TEXT PASSAGE »
----
Cardiac MR imaging was performed with a 1.5-T MR imaging system (Achieva, Philips Medical Systems; Eindohven, Netherlands) with a 5-element surface coil array specific for cardiac scans (SENSE Cardiac, Philips Medical Systems) and the following protocol:

First-Pass Stress Perfusion

Intravenous adenosine was administered via a perfusion pump (Alaris System, Cardinal Health) at a rate of 140 μg/kg/min. Blood pressure, heart rate, and oxygen saturation were monitored at 1-min intervals. After 3min, a bolus of 0.05 mmol/kg gadobutrol (Bayer Schering Pharma) intravenous contrast agent was injected at 4mL/s with 40 mL of saline at 4 mL/s through the antecubital vein in the left arm. The first-pass perfusion was performed with a T1-weighted turbo gradient echo (TGE) sequence (repetition time, 2.2ms; echo time, 1.04ms; angle, 50°; slice thickness, 10mm) in the short-axis, which included the base, the middle third, and apex of the left ventricle. The images were acquired at end-diastole to maximize the intravascular signal.

First-Pass Rest Perfusion

Approximately 5min after performing the stress perfusion, contrast was administered again and baseline perfusion was assessed with the same technique.

Myocardial Viability

After a 10-min wait, the delayed enhancement images were acquired. Before the viability images were acquired, the optimal inversion time was calculated to best cancel out the myocardial signal with a TGE-echo planar sequence (repetition time, 40ms; echo time, 5ms; angle, 15°; slice thickness, 10mm). For the delayed enhancement, a T1-weighted 3-dimensional-TGE sequence with a tissue preparation pulse was used (repetition time, 3.9-4.3ms; echo time, 1.2-1.3 ms; angle, 15°; slice thickness, 10mm). All images were acquired during breath holding in the short- and long-axes of the left ventricle and with a 4-chamber view.

Image Postprocessing and Interpretation

The CT and MR imaging reconstructions were independently interpreted by 2 observers (with 8 and 10 years of cardiac imaging experience) for each of the 17 myocardial segments of the American Heart Association classification, without knowing the results of the other tests. Subsequently, the observers analyzed the images together to resolve any discrepancies and reach a consensus.
----
Region pointing data
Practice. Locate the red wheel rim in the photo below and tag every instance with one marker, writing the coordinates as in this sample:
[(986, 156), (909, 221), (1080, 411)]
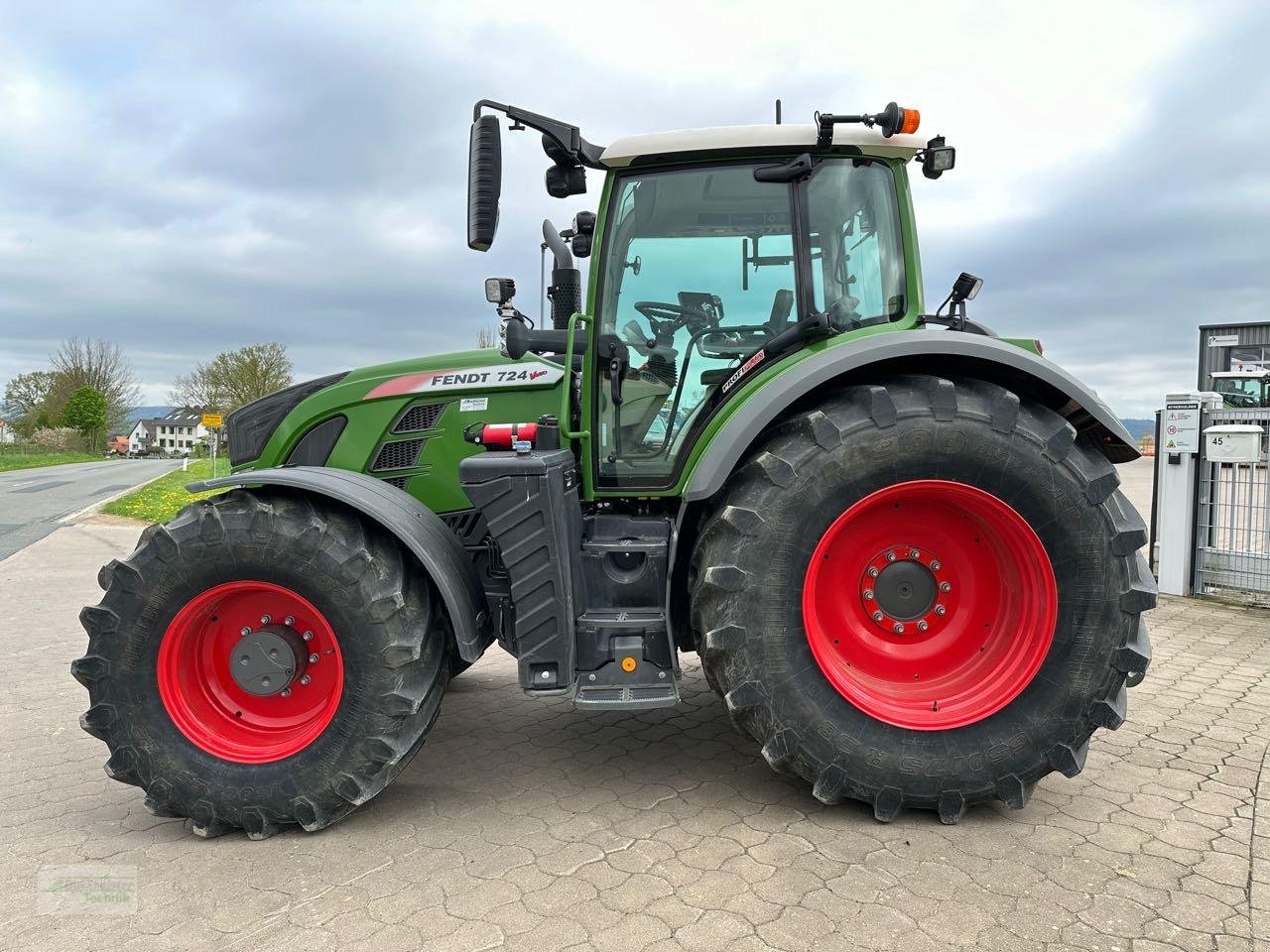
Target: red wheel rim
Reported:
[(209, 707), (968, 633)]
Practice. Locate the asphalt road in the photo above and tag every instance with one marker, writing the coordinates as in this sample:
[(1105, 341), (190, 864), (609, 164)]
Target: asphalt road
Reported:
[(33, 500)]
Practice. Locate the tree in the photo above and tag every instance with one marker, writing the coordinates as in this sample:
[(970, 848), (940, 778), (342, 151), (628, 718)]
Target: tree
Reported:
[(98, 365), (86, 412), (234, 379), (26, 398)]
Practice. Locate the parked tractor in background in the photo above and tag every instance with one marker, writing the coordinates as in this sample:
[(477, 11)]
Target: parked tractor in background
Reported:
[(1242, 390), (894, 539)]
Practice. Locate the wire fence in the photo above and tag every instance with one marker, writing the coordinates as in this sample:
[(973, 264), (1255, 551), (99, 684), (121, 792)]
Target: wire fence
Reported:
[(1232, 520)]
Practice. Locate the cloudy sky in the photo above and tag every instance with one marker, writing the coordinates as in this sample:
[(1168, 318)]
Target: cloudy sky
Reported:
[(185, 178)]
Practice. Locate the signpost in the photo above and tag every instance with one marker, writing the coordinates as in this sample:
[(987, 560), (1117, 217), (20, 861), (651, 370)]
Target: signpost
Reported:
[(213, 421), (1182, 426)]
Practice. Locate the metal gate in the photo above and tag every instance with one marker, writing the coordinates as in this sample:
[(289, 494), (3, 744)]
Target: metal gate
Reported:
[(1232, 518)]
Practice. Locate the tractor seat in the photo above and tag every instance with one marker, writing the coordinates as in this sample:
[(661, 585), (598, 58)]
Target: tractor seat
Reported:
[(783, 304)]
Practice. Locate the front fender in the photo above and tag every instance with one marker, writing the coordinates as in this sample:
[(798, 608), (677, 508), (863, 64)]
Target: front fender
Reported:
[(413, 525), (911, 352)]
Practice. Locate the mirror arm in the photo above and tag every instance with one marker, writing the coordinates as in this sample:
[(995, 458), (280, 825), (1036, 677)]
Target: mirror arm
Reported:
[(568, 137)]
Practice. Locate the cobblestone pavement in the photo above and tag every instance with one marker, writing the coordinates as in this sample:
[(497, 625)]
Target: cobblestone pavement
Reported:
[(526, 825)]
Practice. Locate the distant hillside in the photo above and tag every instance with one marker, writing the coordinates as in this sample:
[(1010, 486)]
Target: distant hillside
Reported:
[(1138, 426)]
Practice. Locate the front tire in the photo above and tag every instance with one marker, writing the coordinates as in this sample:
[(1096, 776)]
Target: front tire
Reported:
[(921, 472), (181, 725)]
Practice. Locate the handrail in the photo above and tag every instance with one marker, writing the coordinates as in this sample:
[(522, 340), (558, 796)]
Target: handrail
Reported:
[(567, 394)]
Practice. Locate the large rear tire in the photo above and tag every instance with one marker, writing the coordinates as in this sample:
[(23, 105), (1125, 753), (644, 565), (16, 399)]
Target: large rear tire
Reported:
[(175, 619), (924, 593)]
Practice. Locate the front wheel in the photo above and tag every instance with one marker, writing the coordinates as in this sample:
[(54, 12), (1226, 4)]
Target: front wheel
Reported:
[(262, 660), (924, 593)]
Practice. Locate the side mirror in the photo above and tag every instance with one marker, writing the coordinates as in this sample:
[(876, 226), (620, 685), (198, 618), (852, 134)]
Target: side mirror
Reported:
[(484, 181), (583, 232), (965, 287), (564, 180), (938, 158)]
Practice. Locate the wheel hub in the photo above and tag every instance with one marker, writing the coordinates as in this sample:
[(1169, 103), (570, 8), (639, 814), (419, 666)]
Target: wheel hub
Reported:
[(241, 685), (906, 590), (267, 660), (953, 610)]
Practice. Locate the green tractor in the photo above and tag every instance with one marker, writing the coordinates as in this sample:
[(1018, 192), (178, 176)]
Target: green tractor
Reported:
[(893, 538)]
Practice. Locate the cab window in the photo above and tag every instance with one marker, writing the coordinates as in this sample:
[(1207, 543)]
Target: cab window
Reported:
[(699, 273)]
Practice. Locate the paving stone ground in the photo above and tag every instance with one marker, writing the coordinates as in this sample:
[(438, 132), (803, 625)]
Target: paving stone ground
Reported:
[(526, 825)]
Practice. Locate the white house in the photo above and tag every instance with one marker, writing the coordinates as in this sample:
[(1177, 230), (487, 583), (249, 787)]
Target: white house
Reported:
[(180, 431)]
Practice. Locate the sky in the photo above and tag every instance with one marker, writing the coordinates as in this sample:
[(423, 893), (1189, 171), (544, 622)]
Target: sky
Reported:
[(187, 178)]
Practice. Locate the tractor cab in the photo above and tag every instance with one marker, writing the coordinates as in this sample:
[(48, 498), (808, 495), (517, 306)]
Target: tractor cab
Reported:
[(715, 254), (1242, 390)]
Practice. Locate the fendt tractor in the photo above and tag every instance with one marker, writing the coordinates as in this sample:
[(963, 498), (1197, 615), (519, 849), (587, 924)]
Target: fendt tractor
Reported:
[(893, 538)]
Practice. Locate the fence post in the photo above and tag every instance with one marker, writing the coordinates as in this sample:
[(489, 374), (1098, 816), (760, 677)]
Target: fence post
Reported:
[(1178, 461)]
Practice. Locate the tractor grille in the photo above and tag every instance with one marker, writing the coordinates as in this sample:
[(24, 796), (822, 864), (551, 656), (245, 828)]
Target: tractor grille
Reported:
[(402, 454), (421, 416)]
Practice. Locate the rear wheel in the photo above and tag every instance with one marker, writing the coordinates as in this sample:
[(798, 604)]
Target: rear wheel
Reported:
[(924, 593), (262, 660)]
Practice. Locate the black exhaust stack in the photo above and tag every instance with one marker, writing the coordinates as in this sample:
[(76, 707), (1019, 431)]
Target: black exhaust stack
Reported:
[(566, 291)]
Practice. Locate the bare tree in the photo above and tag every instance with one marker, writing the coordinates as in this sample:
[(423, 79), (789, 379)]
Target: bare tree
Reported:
----
TRY IT »
Reproduce the cardiac MR protocol passage word for word, everything from "Intravenous adenosine was" down to "the intravascular signal.".

FINISHED TASK »
Intravenous adenosine was administered via a perfusion pump (Alaris System, Cardinal Health) at a rate of 140 μg/kg/min. Blood pressure, heart rate, and oxygen saturation were monitored at 1-min intervals. After 3min, a bolus of 0.05 mmol/kg gadobutrol (Bayer Schering Pharma) intravenous contrast agent was injected at 4mL/s with 40 mL of saline at 4 mL/s through the antecubital vein in the left arm. The first-pass perfusion was performed with a T1-weighted turbo gradient echo (TGE) sequence (repetition time, 2.2ms; echo time, 1.04ms; angle, 50°; slice thickness, 10mm) in the short-axis, which included the base, the middle third, and apex of the left ventricle. The images were acquired at end-diastole to maximize the intravascular signal.